## Exercise task A
According to the Qiime2 tutorial below, which version of Qiime2 does the tutorial use?
## Exercise task B
In the Qiime2 tutorial below, condense the paragraph beginning "This tutorial uses Qiime2 version 2019.1" into a shorter version that keeps its main facts.
## Exercise task C
Extend the Qiime2 tutorial below, picking up after its final sentence.

## Supplied text
This brief tutorial will take users through an analysis pipeline that is similar to the classic Qiime2 tutorials (https://docs.qiime2.org/2019.1/) but with a handful of key differences suited to what is a more likely scenario regarding data format and analysis choices (based on the experiences of the UT Bioinformatics Resource Center in teaching and collaboration with researchers from across campus).

This tutorial uses a very detailed (and narrow) step-by-step walkthrough strategy to guide users through unfamiliar territory.
This tutorial takes a quick and dirty approach, definitely treating qiime2 in as much a “black-box” manner as possible. You won’t come out of this an expert! But you will get a feeling for qiime2 and be ready to work through other tutorials

1.1 Goals and Outcome

Familiarity with the Qiime2 system, how you can interact with it, how it processes files and what types of results it provides.
This will also provide experience with command-line interafaces.
Ability to use a valid, cutting-edge analysis method to generate Feature/Taxonomy tables (a.k.a. OTU tables)

2 Prerequisites

This tutorial uses Qiime2 version 2019.1. It has been developed on Ubuntu 18.04 machines and has not been tested in other environments, but given the structure of Qiime2, it will almost certainly work on any system where Qiime2 has been installed.

It is assumed that the user has only a very minimal experience with command-line work and little to no experience with Qiime2. That being said, it does not aim to teach the principals of amplicon library analysis or microbiome analysis.

2.1 How to follow this tutorial

While it is useful to keep a graphics-based file-explorer open during your analysis, everything is done in the command line. All commands you will use are contained in text boxes.

If you see anything in a text box like this
it is meant to be transcribed into the terminal
try to avoid mass copy/pasting!
typing it out will help to familiarize you with the system

2.2 Qiime2 View

Throughout the tutorial you will generate *.qzv files. These can be drag-and-dropped into the qiime2-view website: https://view.qiime2.org/

2.3 Help docs

Qiime2 is very well documented. Once it is installed and activated (we will do this in the first steps), you can always use “–help” switch to get a help file on how to interact with any given command. For example

qiime import -h

(this won’t do anything yet!)

## Data segment
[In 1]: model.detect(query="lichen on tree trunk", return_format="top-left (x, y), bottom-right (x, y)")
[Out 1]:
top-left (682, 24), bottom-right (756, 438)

## Exercise output A
Qiime2 version 2019.1.

## Exercise output B
The tutorial uses Qiime2 2019.1 and was developed on Ubuntu 18.04. It has not been tested elsewhere, but because of how Qiime2 is structured, it should almost certainly work on any system where Qiime2 is installed.

## Exercise output C
3 Preparation

Open a terminal! You can do this through the operating system graphical-user-interface (OS GUI) or on Ubuntu, hit ctrl+alt+t. On MacOS, it is easy to find via the magnifying glass search on the upper right or the launch button in the task bar at the bottom (search for “terminal”)

3.1 Installing Qiime2

It is assumed that “Miniconda” is already installed on your machine (it is already installed on BRC computers, where this workshop is held).

This page has downloads and instructions for MiniConda installation https://docs.conda.io/en/latest/miniconda.html

Download and configure the Qiime2 conda package

3.1.1 On Linux machines (Ubuntu)

wget https://data.qiime2.org/distro/core/qiime2-2019.1-py36-linux-conda.yml
conda env create -n qiime2-2019.1 -f qiime2-2019.1-py36-linux-conda.yml
rm qiime2-2019.1-py36-linux-conda.yml

3.1.2 On MacOS

wget https://data.qiime2.org/distro/core/qiime2-2019.1-py36-osx-conda.yml
conda env create -n qiime2-2019.1 -f qiime2-2019.1-py36-osx-conda.yml
rm qiime2-2019.1-py36-osx-conda.yml

This will take some time to download and configure.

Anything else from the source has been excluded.